--- SOURCE RECORDS ---
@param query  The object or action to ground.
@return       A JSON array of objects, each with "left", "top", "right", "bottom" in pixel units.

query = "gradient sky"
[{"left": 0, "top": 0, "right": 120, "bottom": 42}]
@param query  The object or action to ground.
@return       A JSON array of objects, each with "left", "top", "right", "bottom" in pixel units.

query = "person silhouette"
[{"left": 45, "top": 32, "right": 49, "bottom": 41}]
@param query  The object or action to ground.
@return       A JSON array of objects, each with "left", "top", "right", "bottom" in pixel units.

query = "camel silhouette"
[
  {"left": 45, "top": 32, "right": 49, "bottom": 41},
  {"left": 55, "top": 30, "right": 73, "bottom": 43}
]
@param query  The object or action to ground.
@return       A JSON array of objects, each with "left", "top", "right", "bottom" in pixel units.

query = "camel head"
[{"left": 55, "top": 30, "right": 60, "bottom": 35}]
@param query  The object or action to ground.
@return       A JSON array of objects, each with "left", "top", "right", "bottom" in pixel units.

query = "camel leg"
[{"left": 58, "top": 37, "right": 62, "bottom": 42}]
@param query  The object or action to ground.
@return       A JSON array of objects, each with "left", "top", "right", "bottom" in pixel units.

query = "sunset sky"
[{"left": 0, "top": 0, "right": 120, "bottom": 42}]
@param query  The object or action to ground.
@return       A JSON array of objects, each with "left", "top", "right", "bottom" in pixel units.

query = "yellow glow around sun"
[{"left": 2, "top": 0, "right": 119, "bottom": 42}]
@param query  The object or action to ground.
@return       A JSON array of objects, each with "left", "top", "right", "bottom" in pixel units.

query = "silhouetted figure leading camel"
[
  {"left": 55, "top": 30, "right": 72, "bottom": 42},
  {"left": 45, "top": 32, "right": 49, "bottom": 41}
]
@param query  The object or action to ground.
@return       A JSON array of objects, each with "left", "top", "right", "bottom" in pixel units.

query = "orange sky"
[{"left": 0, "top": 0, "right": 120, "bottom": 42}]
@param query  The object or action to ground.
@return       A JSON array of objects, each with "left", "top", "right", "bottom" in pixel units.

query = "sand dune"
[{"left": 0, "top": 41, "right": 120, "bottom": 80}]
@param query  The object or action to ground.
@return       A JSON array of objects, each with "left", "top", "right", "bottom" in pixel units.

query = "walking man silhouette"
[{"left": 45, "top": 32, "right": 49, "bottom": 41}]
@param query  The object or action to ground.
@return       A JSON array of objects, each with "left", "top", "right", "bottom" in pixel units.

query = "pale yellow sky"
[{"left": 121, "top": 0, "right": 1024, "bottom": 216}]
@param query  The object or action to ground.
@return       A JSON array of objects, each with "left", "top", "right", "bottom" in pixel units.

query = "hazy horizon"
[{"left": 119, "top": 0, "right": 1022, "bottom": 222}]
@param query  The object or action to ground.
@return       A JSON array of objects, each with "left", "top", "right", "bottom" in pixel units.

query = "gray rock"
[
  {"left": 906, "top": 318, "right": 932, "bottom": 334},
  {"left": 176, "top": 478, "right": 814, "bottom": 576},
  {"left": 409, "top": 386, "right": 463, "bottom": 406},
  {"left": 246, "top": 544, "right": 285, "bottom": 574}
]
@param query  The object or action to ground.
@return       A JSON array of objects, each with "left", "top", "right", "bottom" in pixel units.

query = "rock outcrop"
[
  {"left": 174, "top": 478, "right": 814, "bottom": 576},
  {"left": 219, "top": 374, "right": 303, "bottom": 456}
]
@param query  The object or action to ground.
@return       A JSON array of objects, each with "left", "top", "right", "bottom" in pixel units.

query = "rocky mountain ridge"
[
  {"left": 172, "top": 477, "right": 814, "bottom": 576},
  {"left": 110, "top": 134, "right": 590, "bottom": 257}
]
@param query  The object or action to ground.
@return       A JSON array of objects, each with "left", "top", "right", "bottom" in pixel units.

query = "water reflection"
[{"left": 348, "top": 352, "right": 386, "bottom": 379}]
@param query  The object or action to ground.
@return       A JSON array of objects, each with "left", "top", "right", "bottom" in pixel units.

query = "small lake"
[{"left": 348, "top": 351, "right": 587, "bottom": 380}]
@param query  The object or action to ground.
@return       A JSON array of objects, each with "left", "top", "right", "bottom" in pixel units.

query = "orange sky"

--- EXERCISE TASK ---
Count the lines in the rows above that contain the word "camel", and reply with only that number.

--- CORRECT RESULT ---
4